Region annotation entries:
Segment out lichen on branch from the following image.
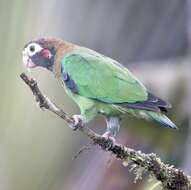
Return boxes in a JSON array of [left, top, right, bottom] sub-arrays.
[[20, 73, 191, 190]]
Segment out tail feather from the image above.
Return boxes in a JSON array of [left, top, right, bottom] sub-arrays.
[[146, 111, 178, 129]]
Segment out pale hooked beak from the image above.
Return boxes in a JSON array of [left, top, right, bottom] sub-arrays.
[[23, 51, 37, 68]]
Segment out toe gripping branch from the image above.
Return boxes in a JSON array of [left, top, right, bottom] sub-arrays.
[[20, 73, 191, 190]]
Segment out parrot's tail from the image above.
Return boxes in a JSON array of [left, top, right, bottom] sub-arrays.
[[146, 111, 178, 129]]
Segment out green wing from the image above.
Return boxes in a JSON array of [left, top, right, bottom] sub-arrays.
[[62, 47, 148, 103]]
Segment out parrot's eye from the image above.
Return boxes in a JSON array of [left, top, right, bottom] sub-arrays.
[[30, 46, 35, 52], [24, 42, 43, 57]]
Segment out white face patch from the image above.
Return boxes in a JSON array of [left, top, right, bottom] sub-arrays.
[[23, 42, 43, 68], [23, 42, 43, 57]]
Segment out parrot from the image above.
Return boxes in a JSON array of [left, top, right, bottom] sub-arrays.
[[22, 37, 177, 139]]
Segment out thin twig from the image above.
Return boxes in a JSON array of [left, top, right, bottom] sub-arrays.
[[20, 73, 191, 190]]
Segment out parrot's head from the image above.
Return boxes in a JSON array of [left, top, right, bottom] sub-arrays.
[[23, 38, 60, 70]]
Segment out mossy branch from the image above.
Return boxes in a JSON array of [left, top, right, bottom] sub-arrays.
[[20, 73, 191, 190]]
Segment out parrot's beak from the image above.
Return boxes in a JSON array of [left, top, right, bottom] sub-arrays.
[[23, 52, 37, 68]]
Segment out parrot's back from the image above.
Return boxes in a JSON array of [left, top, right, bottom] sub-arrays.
[[62, 47, 176, 128]]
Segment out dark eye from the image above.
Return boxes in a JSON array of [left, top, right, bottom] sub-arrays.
[[30, 46, 35, 52]]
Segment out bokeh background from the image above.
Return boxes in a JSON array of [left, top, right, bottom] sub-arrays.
[[0, 0, 191, 190]]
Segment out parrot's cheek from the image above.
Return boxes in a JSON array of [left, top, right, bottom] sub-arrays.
[[23, 56, 37, 68]]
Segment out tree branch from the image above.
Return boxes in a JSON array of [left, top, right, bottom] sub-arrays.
[[20, 73, 191, 190]]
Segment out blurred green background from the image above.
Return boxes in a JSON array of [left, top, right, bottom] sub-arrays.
[[0, 0, 191, 190]]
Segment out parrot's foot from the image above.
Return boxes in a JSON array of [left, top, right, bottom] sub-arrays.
[[70, 115, 85, 131], [102, 131, 116, 149]]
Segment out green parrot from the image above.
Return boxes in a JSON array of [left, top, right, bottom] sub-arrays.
[[23, 37, 177, 138]]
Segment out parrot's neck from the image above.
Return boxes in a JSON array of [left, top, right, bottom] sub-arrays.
[[52, 41, 76, 78]]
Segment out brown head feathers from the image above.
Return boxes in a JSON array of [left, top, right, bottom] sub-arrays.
[[29, 37, 75, 78]]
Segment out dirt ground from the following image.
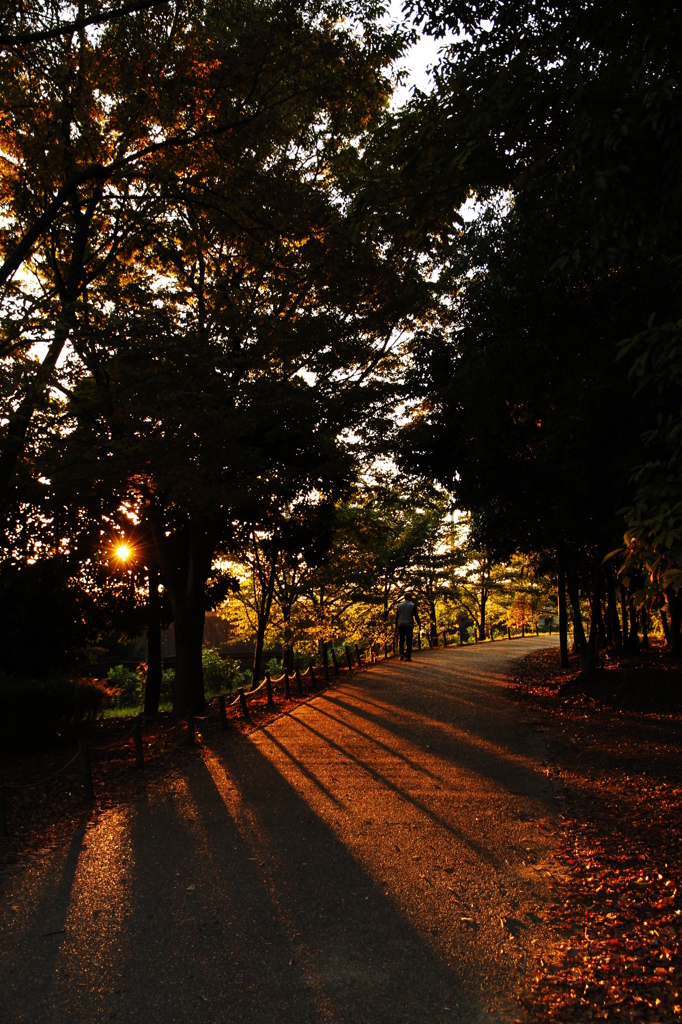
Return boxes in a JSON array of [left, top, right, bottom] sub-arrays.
[[0, 638, 680, 1024], [510, 645, 682, 1021]]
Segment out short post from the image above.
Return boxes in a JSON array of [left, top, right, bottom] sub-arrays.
[[133, 721, 144, 768], [237, 686, 249, 722], [78, 736, 94, 800]]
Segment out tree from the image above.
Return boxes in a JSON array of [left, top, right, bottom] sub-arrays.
[[17, 5, 419, 714]]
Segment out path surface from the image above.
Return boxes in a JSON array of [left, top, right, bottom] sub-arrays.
[[0, 638, 557, 1024]]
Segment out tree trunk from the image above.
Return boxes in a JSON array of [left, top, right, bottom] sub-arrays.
[[0, 196, 101, 515], [151, 516, 214, 718], [0, 308, 76, 513], [628, 598, 638, 650], [666, 587, 682, 658], [604, 563, 623, 653], [251, 550, 278, 690], [144, 561, 162, 715], [621, 581, 630, 647], [171, 588, 205, 718], [581, 554, 601, 679], [566, 569, 587, 660], [601, 598, 613, 647], [557, 553, 568, 669]]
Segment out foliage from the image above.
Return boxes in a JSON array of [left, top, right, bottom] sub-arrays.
[[0, 556, 91, 677], [0, 672, 109, 751], [202, 647, 250, 693]]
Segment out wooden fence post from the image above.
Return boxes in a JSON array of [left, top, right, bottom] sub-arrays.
[[237, 686, 249, 722], [78, 736, 94, 800], [133, 722, 144, 768]]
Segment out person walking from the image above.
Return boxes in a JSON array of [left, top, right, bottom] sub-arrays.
[[395, 592, 422, 662]]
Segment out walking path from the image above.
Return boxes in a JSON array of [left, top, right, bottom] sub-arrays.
[[0, 638, 558, 1024]]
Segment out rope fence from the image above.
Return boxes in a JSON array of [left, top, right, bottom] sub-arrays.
[[0, 627, 540, 837]]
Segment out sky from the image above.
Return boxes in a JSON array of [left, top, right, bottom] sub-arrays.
[[387, 0, 444, 106]]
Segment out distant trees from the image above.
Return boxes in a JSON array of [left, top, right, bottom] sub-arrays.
[[385, 0, 682, 673]]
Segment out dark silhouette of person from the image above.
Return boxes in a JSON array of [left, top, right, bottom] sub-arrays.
[[395, 593, 422, 662]]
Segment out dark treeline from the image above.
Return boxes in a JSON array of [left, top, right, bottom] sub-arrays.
[[366, 2, 682, 673], [0, 0, 682, 737]]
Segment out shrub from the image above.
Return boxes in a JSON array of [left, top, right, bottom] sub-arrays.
[[202, 647, 250, 693], [109, 665, 146, 708], [0, 673, 109, 750]]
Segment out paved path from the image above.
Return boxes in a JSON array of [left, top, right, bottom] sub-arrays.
[[0, 638, 557, 1024]]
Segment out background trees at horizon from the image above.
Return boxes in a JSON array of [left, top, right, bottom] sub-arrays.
[[0, 0, 682, 714]]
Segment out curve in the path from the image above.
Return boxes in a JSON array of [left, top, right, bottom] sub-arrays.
[[0, 638, 556, 1024]]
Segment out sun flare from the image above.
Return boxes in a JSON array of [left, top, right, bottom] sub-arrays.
[[116, 544, 132, 562]]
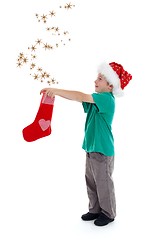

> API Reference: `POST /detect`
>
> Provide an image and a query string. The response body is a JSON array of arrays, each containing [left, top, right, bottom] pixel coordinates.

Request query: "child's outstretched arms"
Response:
[[40, 88, 94, 103]]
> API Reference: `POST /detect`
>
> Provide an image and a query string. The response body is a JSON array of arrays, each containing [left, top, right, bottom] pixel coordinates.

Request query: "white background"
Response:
[[0, 0, 147, 240]]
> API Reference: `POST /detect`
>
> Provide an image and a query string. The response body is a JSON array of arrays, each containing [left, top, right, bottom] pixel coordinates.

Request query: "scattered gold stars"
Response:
[[37, 67, 42, 72], [36, 39, 42, 45], [17, 62, 22, 67], [41, 14, 47, 23], [31, 54, 36, 59], [30, 63, 36, 70], [64, 3, 75, 9], [33, 74, 39, 80], [31, 45, 36, 52], [49, 11, 56, 17], [17, 2, 75, 85], [23, 57, 28, 63]]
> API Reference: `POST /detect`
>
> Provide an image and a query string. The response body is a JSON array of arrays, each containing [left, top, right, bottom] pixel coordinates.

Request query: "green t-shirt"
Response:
[[82, 92, 115, 156]]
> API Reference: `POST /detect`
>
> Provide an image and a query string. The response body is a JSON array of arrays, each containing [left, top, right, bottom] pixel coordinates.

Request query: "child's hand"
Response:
[[40, 88, 57, 98]]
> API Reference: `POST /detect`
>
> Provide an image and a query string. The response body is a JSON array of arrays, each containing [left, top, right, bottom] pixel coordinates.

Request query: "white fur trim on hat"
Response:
[[98, 63, 123, 97]]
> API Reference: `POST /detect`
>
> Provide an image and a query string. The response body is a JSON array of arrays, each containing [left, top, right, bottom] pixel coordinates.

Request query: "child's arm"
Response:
[[40, 88, 94, 103]]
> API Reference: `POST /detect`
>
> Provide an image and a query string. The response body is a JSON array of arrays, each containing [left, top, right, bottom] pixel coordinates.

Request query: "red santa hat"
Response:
[[98, 62, 132, 97]]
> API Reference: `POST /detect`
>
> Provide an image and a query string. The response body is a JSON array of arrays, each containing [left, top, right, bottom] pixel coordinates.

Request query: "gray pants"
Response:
[[85, 152, 116, 218]]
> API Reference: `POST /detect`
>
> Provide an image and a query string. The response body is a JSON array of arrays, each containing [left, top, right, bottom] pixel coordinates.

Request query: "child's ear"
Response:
[[109, 84, 113, 91]]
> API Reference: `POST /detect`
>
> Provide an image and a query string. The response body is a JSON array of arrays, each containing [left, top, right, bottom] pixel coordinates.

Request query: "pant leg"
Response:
[[85, 153, 100, 213], [89, 152, 116, 218]]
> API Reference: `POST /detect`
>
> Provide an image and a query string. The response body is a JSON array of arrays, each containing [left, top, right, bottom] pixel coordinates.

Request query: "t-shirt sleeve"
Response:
[[82, 102, 90, 113], [92, 93, 110, 113]]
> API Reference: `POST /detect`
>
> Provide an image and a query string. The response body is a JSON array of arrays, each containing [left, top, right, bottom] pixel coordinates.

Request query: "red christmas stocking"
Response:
[[22, 94, 54, 142]]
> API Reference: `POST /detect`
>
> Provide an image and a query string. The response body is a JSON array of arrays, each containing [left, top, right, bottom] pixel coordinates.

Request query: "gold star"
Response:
[[23, 57, 28, 63], [31, 54, 36, 59], [55, 27, 59, 32], [63, 31, 69, 35], [17, 62, 22, 67], [19, 53, 24, 58], [31, 45, 36, 52], [51, 78, 56, 83], [46, 73, 50, 78], [41, 14, 47, 21], [33, 74, 39, 80], [49, 11, 56, 17], [44, 43, 48, 50], [36, 39, 41, 45], [37, 67, 42, 72], [30, 63, 36, 69], [65, 3, 73, 9]]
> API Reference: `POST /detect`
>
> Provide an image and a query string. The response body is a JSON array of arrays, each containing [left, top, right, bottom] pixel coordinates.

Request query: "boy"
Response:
[[41, 62, 132, 226]]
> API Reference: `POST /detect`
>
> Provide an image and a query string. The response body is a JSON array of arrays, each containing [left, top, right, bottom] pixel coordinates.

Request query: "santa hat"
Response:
[[98, 62, 132, 97]]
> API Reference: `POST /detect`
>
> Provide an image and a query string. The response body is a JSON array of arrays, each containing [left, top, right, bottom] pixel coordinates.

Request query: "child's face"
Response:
[[94, 73, 113, 92]]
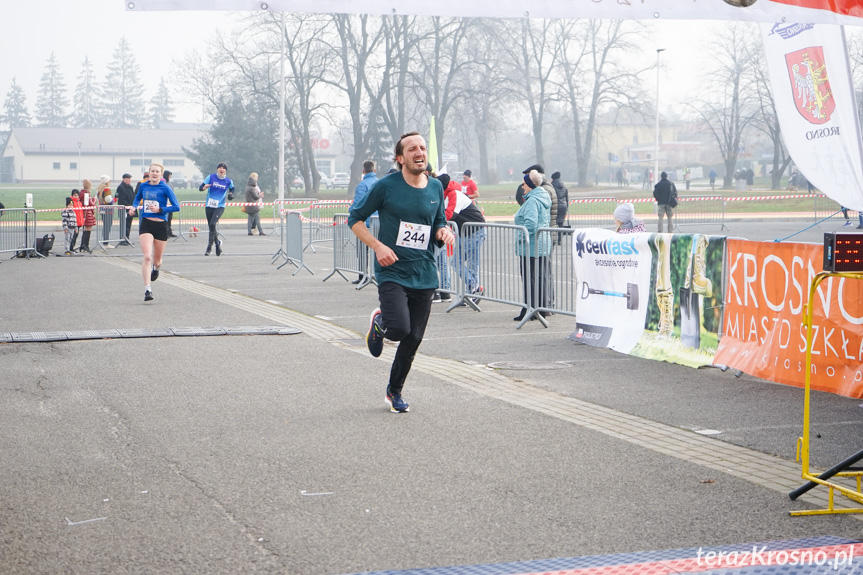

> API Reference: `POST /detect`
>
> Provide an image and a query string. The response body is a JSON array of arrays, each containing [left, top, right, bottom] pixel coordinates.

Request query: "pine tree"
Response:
[[100, 36, 147, 128], [36, 52, 69, 128], [72, 56, 102, 128], [150, 77, 174, 129], [0, 78, 30, 128]]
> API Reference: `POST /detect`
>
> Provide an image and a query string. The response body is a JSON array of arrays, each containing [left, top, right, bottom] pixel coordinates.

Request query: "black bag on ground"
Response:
[[36, 234, 54, 256]]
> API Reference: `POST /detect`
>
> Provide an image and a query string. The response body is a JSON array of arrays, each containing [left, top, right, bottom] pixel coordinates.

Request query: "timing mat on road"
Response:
[[0, 326, 302, 343], [352, 536, 863, 575]]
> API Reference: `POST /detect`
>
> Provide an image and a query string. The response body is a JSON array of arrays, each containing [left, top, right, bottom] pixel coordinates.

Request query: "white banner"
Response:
[[570, 229, 653, 353], [123, 0, 863, 25], [761, 23, 863, 211]]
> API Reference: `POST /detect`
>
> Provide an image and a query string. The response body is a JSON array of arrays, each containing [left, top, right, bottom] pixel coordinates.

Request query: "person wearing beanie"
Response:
[[69, 188, 84, 254], [432, 174, 461, 303], [81, 180, 99, 254], [243, 172, 264, 236], [128, 162, 180, 301], [96, 174, 114, 248], [512, 170, 552, 321], [198, 162, 234, 256], [653, 172, 677, 234], [551, 172, 569, 228], [114, 174, 135, 246], [614, 202, 647, 234], [60, 197, 77, 256], [461, 170, 479, 200]]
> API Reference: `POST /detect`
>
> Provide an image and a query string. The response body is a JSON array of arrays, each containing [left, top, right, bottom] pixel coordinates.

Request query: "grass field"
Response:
[[0, 180, 838, 221]]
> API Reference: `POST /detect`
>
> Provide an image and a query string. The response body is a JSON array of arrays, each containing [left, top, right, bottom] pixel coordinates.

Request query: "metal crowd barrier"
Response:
[[522, 228, 578, 327], [432, 222, 459, 302], [812, 194, 842, 222], [303, 200, 352, 252], [95, 206, 129, 251], [324, 214, 369, 281], [270, 211, 315, 276], [174, 202, 225, 241], [447, 222, 544, 327], [566, 198, 617, 228], [0, 208, 44, 259], [324, 214, 380, 290], [673, 195, 728, 232], [270, 198, 315, 234]]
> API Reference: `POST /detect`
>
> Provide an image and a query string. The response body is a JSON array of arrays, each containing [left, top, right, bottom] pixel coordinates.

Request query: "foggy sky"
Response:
[[0, 0, 717, 122]]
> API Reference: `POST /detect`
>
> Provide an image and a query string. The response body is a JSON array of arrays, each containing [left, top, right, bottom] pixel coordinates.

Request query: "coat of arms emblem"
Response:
[[785, 46, 836, 124]]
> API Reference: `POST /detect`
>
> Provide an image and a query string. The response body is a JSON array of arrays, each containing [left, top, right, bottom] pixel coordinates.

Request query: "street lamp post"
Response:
[[653, 48, 665, 189]]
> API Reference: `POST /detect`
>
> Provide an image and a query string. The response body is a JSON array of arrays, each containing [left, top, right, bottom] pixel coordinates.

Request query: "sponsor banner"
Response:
[[569, 229, 725, 367], [123, 0, 863, 25], [761, 20, 863, 211], [570, 229, 653, 353], [715, 240, 863, 398]]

STATED TASK: Please copy out, word for word, the lines running from the one containing "Segment out blurred" through the one containing "[[52, 41, 76, 78]]", with both of those lines included.

CORRECT RESULT:
Segment out blurred green background from the image above.
Return boxes in a JSON array of [left, top, right, bottom] sub-arrays.
[[0, 0, 191, 190]]
Segment out parrot's foot from the image above.
Return boxes in a JSON array of [left, top, right, bottom] sub-arrays.
[[70, 115, 85, 131], [102, 131, 116, 149]]
Segment out green parrot from the image above.
Return boxes in a JSON array of [left, top, right, bottom] sub-arrays.
[[23, 37, 177, 138]]
Segment out parrot's neck from the image above.
Return boxes in a JSON array of [left, top, right, bottom] sub-arrays.
[[52, 41, 76, 78]]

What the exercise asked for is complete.